Start of Excerpted data
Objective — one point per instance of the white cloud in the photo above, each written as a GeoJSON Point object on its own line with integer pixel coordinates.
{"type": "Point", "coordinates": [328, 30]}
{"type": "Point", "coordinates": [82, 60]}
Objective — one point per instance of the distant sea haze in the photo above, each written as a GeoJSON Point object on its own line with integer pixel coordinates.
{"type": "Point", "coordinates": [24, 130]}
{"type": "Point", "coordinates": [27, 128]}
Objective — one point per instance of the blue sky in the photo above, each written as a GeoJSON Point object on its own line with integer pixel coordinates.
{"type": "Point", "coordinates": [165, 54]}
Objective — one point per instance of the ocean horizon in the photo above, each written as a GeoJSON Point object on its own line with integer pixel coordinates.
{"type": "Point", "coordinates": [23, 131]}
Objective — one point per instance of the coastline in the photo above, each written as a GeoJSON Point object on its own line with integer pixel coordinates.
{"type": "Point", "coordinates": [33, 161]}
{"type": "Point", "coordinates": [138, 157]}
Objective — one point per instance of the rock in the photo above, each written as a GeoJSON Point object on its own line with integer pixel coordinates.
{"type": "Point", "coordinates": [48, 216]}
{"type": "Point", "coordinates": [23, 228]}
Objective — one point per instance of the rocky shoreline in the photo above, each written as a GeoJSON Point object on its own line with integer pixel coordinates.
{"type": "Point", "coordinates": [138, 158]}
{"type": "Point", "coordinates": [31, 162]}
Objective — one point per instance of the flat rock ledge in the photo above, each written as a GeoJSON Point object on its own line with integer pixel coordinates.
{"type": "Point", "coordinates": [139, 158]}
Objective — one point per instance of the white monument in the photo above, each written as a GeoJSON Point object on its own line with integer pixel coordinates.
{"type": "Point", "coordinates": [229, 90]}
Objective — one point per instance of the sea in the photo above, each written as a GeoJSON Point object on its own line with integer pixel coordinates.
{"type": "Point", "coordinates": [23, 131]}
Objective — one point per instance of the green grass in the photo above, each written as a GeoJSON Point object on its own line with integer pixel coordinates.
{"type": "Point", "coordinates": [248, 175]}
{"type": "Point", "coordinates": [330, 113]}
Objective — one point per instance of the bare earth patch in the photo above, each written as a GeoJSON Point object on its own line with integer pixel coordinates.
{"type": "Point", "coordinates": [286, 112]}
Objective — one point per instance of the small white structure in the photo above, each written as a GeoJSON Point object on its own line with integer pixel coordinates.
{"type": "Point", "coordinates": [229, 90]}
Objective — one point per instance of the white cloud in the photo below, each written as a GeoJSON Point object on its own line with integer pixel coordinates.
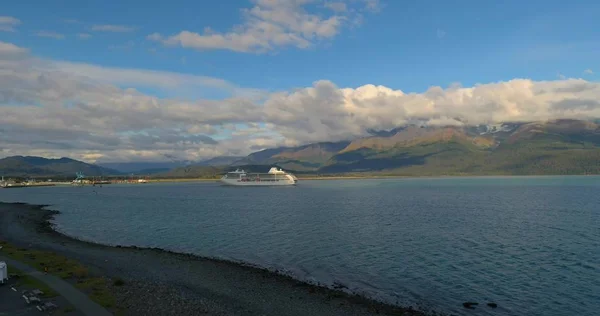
{"type": "Point", "coordinates": [71, 21]}
{"type": "Point", "coordinates": [112, 28]}
{"type": "Point", "coordinates": [11, 49]}
{"type": "Point", "coordinates": [440, 33]}
{"type": "Point", "coordinates": [270, 24]}
{"type": "Point", "coordinates": [326, 112]}
{"type": "Point", "coordinates": [83, 35]}
{"type": "Point", "coordinates": [58, 108]}
{"type": "Point", "coordinates": [130, 77]}
{"type": "Point", "coordinates": [50, 34]}
{"type": "Point", "coordinates": [336, 6]}
{"type": "Point", "coordinates": [8, 23]}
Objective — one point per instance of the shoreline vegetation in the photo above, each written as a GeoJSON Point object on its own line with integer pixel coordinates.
{"type": "Point", "coordinates": [130, 280]}
{"type": "Point", "coordinates": [323, 178]}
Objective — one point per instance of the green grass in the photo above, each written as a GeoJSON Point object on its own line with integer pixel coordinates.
{"type": "Point", "coordinates": [28, 282]}
{"type": "Point", "coordinates": [98, 289]}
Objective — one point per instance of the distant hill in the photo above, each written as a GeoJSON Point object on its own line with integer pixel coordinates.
{"type": "Point", "coordinates": [220, 161]}
{"type": "Point", "coordinates": [302, 158]}
{"type": "Point", "coordinates": [525, 148]}
{"type": "Point", "coordinates": [142, 167]}
{"type": "Point", "coordinates": [550, 147]}
{"type": "Point", "coordinates": [30, 166]}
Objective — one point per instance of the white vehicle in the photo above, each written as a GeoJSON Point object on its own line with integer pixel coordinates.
{"type": "Point", "coordinates": [273, 177]}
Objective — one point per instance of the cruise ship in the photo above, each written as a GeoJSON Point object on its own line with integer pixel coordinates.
{"type": "Point", "coordinates": [274, 177]}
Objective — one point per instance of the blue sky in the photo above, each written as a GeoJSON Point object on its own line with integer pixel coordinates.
{"type": "Point", "coordinates": [129, 80]}
{"type": "Point", "coordinates": [406, 45]}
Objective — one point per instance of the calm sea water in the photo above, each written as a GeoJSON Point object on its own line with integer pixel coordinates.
{"type": "Point", "coordinates": [530, 244]}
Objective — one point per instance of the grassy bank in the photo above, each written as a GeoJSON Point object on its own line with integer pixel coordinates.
{"type": "Point", "coordinates": [96, 287]}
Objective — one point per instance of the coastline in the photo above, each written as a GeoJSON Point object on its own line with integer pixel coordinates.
{"type": "Point", "coordinates": [193, 284]}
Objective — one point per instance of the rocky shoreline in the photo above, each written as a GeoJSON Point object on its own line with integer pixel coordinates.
{"type": "Point", "coordinates": [162, 282]}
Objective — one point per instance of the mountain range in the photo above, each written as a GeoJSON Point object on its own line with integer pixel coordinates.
{"type": "Point", "coordinates": [31, 166]}
{"type": "Point", "coordinates": [562, 146]}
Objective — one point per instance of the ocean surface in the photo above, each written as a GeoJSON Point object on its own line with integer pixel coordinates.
{"type": "Point", "coordinates": [529, 244]}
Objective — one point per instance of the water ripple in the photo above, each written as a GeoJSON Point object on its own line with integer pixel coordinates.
{"type": "Point", "coordinates": [528, 244]}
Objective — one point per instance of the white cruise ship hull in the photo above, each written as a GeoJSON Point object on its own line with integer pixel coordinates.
{"type": "Point", "coordinates": [275, 177]}
{"type": "Point", "coordinates": [238, 182]}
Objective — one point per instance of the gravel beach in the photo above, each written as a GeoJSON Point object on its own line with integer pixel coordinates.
{"type": "Point", "coordinates": [159, 282]}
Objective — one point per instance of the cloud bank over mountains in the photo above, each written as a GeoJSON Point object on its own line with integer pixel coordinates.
{"type": "Point", "coordinates": [57, 108]}
{"type": "Point", "coordinates": [270, 24]}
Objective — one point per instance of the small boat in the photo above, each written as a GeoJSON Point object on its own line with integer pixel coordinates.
{"type": "Point", "coordinates": [274, 177]}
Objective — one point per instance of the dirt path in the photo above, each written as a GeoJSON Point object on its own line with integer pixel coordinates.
{"type": "Point", "coordinates": [79, 300]}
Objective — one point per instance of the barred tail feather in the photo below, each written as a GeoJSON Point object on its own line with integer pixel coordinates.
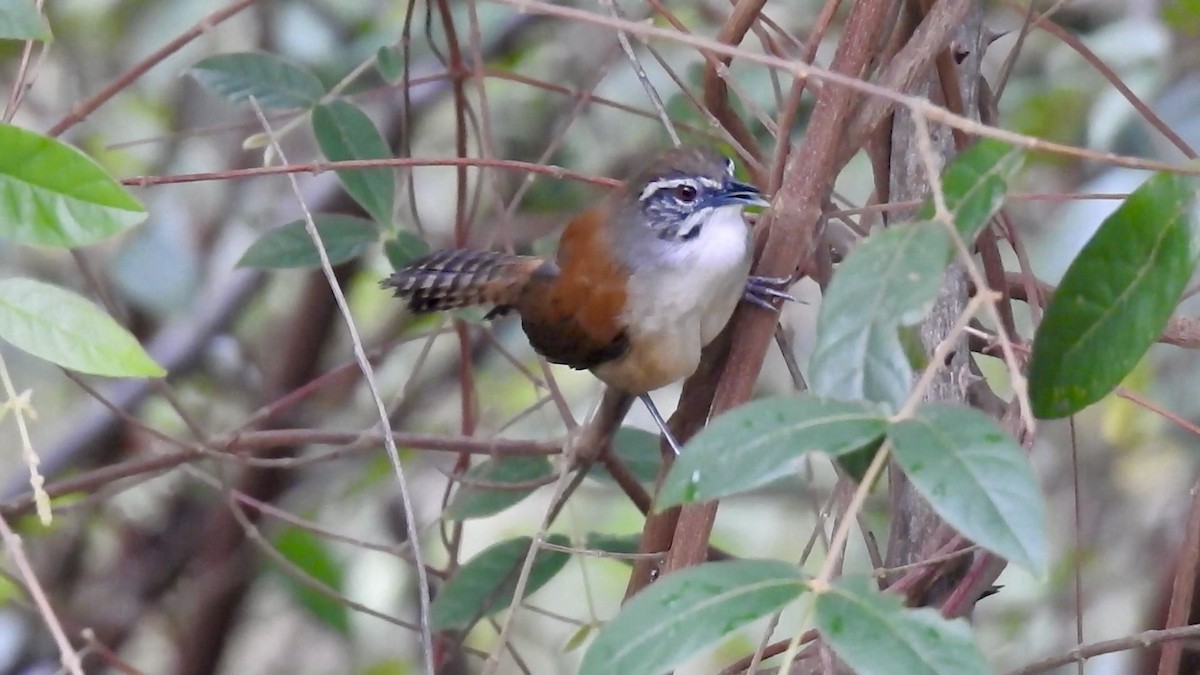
{"type": "Point", "coordinates": [445, 280]}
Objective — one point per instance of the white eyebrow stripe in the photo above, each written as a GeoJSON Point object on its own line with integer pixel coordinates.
{"type": "Point", "coordinates": [667, 183]}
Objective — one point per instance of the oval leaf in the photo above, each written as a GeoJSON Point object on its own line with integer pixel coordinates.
{"type": "Point", "coordinates": [762, 441]}
{"type": "Point", "coordinates": [273, 81]}
{"type": "Point", "coordinates": [485, 584]}
{"type": "Point", "coordinates": [977, 478]}
{"type": "Point", "coordinates": [875, 633]}
{"type": "Point", "coordinates": [345, 132]}
{"type": "Point", "coordinates": [53, 195]}
{"type": "Point", "coordinates": [403, 249]}
{"type": "Point", "coordinates": [1115, 299]}
{"type": "Point", "coordinates": [66, 329]}
{"type": "Point", "coordinates": [310, 554]}
{"type": "Point", "coordinates": [976, 183]}
{"type": "Point", "coordinates": [689, 610]}
{"type": "Point", "coordinates": [639, 451]}
{"type": "Point", "coordinates": [291, 246]}
{"type": "Point", "coordinates": [889, 280]}
{"type": "Point", "coordinates": [471, 501]}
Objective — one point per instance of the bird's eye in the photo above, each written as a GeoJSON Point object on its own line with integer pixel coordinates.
{"type": "Point", "coordinates": [685, 193]}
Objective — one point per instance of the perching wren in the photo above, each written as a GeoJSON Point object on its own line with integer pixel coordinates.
{"type": "Point", "coordinates": [639, 286]}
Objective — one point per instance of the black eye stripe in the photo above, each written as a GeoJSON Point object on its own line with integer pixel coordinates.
{"type": "Point", "coordinates": [684, 192]}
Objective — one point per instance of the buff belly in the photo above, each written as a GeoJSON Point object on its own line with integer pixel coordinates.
{"type": "Point", "coordinates": [677, 308]}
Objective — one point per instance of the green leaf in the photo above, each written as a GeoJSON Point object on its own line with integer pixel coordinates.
{"type": "Point", "coordinates": [689, 610]}
{"type": "Point", "coordinates": [345, 132]}
{"type": "Point", "coordinates": [471, 501]}
{"type": "Point", "coordinates": [53, 195]}
{"type": "Point", "coordinates": [66, 329]}
{"type": "Point", "coordinates": [977, 478]}
{"type": "Point", "coordinates": [486, 583]}
{"type": "Point", "coordinates": [403, 249]}
{"type": "Point", "coordinates": [889, 280]}
{"type": "Point", "coordinates": [875, 633]}
{"type": "Point", "coordinates": [976, 183]}
{"type": "Point", "coordinates": [310, 554]}
{"type": "Point", "coordinates": [763, 441]}
{"type": "Point", "coordinates": [390, 64]}
{"type": "Point", "coordinates": [1115, 298]}
{"type": "Point", "coordinates": [19, 19]}
{"type": "Point", "coordinates": [639, 451]}
{"type": "Point", "coordinates": [273, 81]}
{"type": "Point", "coordinates": [289, 245]}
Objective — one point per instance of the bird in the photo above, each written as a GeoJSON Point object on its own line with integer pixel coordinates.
{"type": "Point", "coordinates": [640, 284]}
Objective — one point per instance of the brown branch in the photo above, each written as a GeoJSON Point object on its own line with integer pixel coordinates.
{"type": "Point", "coordinates": [910, 64]}
{"type": "Point", "coordinates": [82, 111]}
{"type": "Point", "coordinates": [793, 225]}
{"type": "Point", "coordinates": [717, 97]}
{"type": "Point", "coordinates": [1182, 587]}
{"type": "Point", "coordinates": [1083, 652]}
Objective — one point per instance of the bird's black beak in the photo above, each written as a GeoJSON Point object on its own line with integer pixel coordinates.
{"type": "Point", "coordinates": [742, 193]}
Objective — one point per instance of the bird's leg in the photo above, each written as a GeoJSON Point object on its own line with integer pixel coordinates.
{"type": "Point", "coordinates": [762, 290]}
{"type": "Point", "coordinates": [661, 423]}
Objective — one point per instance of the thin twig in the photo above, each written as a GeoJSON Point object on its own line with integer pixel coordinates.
{"type": "Point", "coordinates": [17, 553]}
{"type": "Point", "coordinates": [369, 377]}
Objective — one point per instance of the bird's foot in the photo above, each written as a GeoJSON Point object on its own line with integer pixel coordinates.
{"type": "Point", "coordinates": [762, 291]}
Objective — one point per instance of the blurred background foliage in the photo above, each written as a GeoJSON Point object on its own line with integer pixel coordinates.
{"type": "Point", "coordinates": [130, 559]}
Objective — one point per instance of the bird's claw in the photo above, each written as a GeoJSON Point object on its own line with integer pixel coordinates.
{"type": "Point", "coordinates": [761, 291]}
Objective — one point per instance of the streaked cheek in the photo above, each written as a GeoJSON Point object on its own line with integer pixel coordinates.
{"type": "Point", "coordinates": [694, 222]}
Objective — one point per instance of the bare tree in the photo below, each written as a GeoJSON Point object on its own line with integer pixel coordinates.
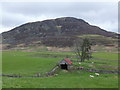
{"type": "Point", "coordinates": [83, 49]}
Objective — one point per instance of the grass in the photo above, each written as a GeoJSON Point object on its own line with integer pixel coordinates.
{"type": "Point", "coordinates": [30, 63]}
{"type": "Point", "coordinates": [64, 80]}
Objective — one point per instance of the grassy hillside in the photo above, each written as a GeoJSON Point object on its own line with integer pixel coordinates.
{"type": "Point", "coordinates": [30, 63]}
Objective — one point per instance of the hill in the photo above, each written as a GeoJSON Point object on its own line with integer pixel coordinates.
{"type": "Point", "coordinates": [59, 32]}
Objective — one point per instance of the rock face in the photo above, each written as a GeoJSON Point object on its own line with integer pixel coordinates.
{"type": "Point", "coordinates": [58, 32]}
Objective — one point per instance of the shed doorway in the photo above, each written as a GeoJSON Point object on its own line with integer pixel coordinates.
{"type": "Point", "coordinates": [64, 66]}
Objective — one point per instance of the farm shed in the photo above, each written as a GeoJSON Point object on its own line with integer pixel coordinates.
{"type": "Point", "coordinates": [65, 64]}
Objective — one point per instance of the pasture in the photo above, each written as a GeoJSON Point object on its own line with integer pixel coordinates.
{"type": "Point", "coordinates": [31, 63]}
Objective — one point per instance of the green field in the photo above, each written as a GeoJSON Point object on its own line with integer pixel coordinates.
{"type": "Point", "coordinates": [31, 63]}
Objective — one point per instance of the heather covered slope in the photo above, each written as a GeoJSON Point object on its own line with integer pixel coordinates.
{"type": "Point", "coordinates": [63, 30]}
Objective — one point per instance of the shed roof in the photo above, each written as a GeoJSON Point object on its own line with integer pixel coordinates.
{"type": "Point", "coordinates": [68, 61]}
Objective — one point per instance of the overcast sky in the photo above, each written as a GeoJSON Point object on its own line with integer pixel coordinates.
{"type": "Point", "coordinates": [102, 14]}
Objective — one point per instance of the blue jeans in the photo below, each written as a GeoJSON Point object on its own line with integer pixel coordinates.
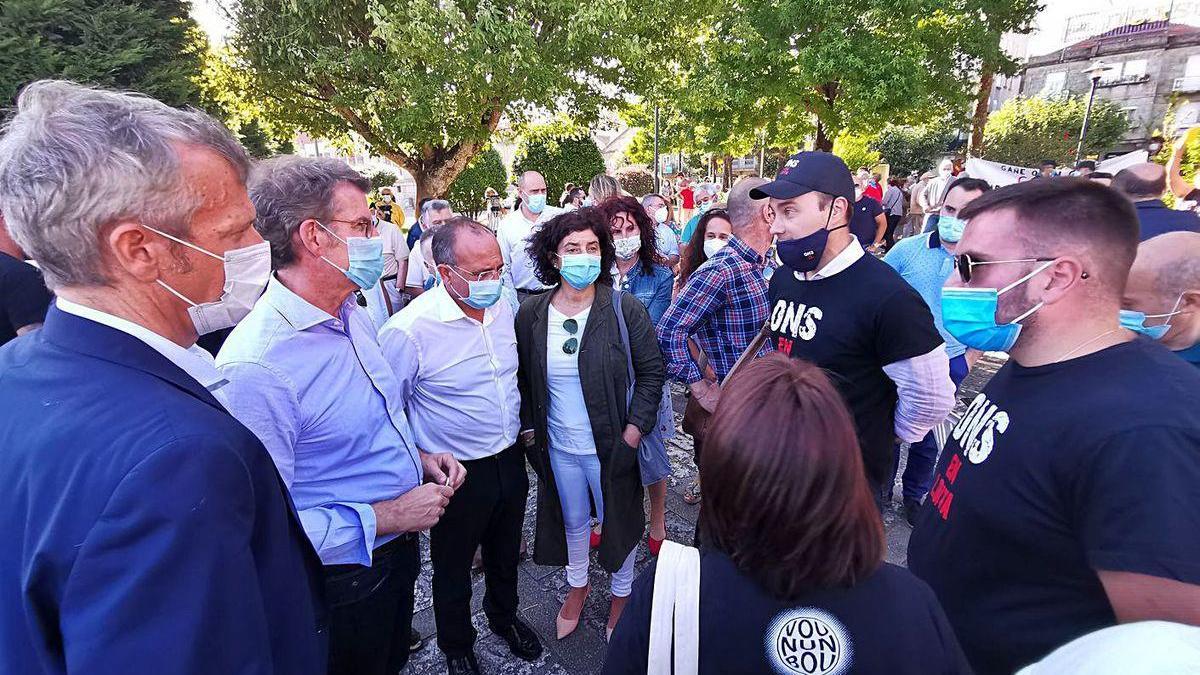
{"type": "Point", "coordinates": [918, 473]}
{"type": "Point", "coordinates": [576, 476]}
End of Excerpted data
Problem to solve
Where the line with "Objective — one point per instance of the blue jeans" appears in the entries above, begin there and restate every line to the end word for word, minus the pictures.

Solution for this exercise
Objective — one point per instance of the blue jeans in the photo below, each written as a GeoJSON Point object on its own line with integer pixel coordinates.
{"type": "Point", "coordinates": [918, 473]}
{"type": "Point", "coordinates": [576, 476]}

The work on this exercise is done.